[Required action] Your response should contain every line from the data below that holds the string "corner".

[Extracted records]

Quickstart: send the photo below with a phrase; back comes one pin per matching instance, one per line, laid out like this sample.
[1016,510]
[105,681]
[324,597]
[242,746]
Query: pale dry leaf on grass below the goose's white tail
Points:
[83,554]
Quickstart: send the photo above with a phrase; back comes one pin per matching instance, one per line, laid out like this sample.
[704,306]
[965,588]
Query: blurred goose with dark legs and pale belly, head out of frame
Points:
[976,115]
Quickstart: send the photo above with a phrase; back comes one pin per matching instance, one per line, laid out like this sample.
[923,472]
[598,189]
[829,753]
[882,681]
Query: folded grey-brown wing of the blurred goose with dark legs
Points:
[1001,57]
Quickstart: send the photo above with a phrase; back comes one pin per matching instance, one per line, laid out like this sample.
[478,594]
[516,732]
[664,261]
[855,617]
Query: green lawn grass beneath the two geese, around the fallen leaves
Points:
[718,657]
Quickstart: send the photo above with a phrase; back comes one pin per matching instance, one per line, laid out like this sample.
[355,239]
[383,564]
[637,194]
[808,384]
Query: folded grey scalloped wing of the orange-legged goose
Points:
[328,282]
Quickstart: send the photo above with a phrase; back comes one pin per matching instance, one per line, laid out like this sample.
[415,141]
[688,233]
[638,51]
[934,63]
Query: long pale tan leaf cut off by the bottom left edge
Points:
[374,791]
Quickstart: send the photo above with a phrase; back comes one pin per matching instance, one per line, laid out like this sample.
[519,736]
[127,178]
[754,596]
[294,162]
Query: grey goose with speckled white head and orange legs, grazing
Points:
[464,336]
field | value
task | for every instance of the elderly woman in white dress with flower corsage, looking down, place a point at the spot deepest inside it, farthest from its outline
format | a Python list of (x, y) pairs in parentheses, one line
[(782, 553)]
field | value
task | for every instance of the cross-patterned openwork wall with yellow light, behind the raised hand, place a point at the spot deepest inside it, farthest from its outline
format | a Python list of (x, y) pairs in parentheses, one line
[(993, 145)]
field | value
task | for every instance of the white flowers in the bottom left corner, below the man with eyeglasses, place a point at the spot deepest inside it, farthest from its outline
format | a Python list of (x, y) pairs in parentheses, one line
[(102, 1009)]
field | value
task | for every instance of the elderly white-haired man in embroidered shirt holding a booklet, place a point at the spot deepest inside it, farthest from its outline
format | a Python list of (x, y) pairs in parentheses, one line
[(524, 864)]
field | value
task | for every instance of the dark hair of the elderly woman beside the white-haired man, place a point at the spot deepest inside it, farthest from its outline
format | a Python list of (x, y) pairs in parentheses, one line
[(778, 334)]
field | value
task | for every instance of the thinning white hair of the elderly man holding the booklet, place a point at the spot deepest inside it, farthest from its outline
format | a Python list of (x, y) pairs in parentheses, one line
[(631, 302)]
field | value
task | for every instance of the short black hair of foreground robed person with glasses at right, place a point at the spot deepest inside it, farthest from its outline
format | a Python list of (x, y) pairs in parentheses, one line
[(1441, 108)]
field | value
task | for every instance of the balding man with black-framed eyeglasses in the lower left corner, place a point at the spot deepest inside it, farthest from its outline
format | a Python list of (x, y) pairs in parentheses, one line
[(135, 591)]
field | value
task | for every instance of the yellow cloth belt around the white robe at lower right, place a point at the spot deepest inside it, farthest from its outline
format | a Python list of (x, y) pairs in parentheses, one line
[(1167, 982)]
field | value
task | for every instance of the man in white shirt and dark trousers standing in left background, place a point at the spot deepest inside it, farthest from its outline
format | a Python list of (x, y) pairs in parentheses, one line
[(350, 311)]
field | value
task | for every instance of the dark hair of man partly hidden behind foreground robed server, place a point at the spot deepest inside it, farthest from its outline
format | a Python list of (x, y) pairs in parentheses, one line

[Written answer]
task | for every instance of the white flowers in the bottom left corner, below the man with eyeglasses, place a point at the spot deepest inside it, farthest from its outline
task | for every instance of the balding man with black-framed eyeglasses in the lower left corner, place a point at the spot deepest inside it, farthest from its outline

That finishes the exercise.